■ EXCERPTED PASSAGE ■

BEGIN

Ron Teufel
1. As an associate editor of Hospital Pediatrics and someone that reviews a lot of manuscripts, what advice do you have for young pediatric hospitalists looking to publish their research? What are the most common pitfalls that you see?
Persistence is key! And for manuscripts it might be, persistence through all types of feedback. Consider all the reviewer feedback/comments. Some reviewer comments are “good” and sometimes reviewers just don’t get your project. Work hard to differentiate the comments that require a change to your project from those that suggest the reviewers doesn’t understand your point. For the latter, do revisions to help readers understand your project. I remember the first manuscript I submitted and its reviews. The reviews were 40% positive and 60% suggested changes. And they asked for resubmission. I was disappointed despite being asked to resubmit at a very good journal. I think that is a common pitfall. All feedback can be reframed as “good” and any request to resubmit is overall positive.
2. Along the same lines, with new technology, there are more and more publications and discoveries every day. How do you stay up to date on the literature, and where do you focus your attention when doing your scholarly reading?
That is a very good question. I wonder how much this varies among faculty. For me personally, I love Evidence-Based Medicine (EBM) as a mechanism to keep up with clinically relevant literature. If a question comes up on rounds, well, that’s worth reading about. I appreciate all the residents that work on our PHM teams and their patience when an EBM type question comes up. I honestly get very excited, maybe too excited. With practice, EBM searches are a great tool to keep up to date on clinically relevant reading. To keep up with my research areas of interest (e.g., asthma, technology, and PHM) I learn a lot when writing and reviewing. Ensuring your literature review is up to date throughout those activities really helps. When you use Pubmed to search you may find an article in a journal from a different discipline that you don’t tend to read. Those are some of the best articles! I do peruse specific journal but likely spend more time on Pubmed than others for both clinical knowledge and scholarly projects.
3. In May 2018, you published “Enhancing Postdischarge Asthma Care by Using Pharmacy Claims and Telephone Follow-up” in Hospital Pediatrics. The idea was using access to claims data and follow-up phone calls to decrease readmission rates and preventative care measures. Can you tell us more about this study?
Some projects in life are fully supported by outside funds. Sometimes a group of providers come together and decide to do what they think is best for kids no matter how much funding exists. That project fits more so into the second category and evolved with the help of a great team. Anita Shuler is one of our respiratory therapists that is so incredibly engaged and dedicated. She is constantly working with kids in the hospital and ED with asthma. She is incredibly talented, creative, and knows what kids need. For years our research team had done projects on preventive care for asthma in the hospital and afterward. These efforts included a team of residents early on, Dr. David Mills and Andrea Preston, and then added momentum as our team expanded to Anita Shuler and Dr. Annie Andrews. This project was our attempt to do something about the problem of low rates of asthma preventive care - move beyond just pointing out a problem. A local insurer decided to join our team and gave us some money and access to the real-time claims data. Honestly, it was a bit messy as we were evolving the project over years like a QI project but then tried to analyze it like a health services research project with Medicaid data. In the end, I am proud of the work we did to improve care and excited that we are still moving it forward with mHealth technology to replace follow up phone calls.

END

Echo the portion of the interview above that opens with the words "3. In May 2018, you" and closes with "about this study?".

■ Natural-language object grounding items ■

BEGIN

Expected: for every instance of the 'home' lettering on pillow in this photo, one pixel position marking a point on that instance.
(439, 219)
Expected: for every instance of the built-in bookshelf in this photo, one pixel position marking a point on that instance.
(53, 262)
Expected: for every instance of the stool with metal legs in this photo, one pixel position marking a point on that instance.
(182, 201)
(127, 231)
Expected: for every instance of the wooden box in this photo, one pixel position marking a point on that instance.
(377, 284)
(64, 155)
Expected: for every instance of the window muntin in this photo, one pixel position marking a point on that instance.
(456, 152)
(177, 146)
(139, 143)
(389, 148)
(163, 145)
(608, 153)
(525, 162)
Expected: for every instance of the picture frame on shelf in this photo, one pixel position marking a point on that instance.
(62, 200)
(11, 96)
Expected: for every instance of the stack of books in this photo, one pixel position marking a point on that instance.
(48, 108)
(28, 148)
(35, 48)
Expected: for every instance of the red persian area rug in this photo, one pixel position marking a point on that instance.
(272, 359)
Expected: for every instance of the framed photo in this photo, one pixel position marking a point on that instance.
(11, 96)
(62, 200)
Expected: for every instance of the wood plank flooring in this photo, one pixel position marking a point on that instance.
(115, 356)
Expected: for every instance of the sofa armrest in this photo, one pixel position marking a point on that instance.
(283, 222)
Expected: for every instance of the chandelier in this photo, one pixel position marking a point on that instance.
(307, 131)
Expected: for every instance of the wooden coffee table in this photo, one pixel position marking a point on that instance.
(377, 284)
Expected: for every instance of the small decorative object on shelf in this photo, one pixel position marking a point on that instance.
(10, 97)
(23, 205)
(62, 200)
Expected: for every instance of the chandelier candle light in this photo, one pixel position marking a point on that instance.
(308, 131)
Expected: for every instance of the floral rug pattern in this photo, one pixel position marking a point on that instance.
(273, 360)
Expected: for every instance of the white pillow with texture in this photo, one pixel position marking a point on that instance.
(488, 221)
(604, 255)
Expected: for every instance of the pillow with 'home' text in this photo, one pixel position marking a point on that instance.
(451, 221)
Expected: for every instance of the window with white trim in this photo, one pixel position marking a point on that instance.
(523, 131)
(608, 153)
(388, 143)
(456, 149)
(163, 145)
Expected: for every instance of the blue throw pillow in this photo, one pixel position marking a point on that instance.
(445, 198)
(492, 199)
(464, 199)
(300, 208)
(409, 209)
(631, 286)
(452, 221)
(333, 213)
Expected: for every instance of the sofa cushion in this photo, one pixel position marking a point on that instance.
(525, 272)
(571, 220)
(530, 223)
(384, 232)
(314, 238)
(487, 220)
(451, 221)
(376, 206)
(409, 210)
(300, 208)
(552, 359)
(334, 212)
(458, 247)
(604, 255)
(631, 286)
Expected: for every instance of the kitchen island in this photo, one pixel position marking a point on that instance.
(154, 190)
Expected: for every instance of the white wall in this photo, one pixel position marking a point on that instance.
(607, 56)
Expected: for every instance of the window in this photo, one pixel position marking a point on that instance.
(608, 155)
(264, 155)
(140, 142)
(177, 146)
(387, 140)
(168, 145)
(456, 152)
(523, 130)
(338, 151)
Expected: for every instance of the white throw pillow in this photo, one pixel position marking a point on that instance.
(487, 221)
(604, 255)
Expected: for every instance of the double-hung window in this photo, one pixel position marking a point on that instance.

END

■ EXERCISE ANSWER ■
3. In May 2018, you published “Enhancing Postdischarge Asthma Care by Using Pharmacy Claims and Telephone Follow-up” in Hospital Pediatrics. The idea was using access to claims data and follow-up phone calls to decrease readmission rates and preventative care measures. Can you tell us more about this study?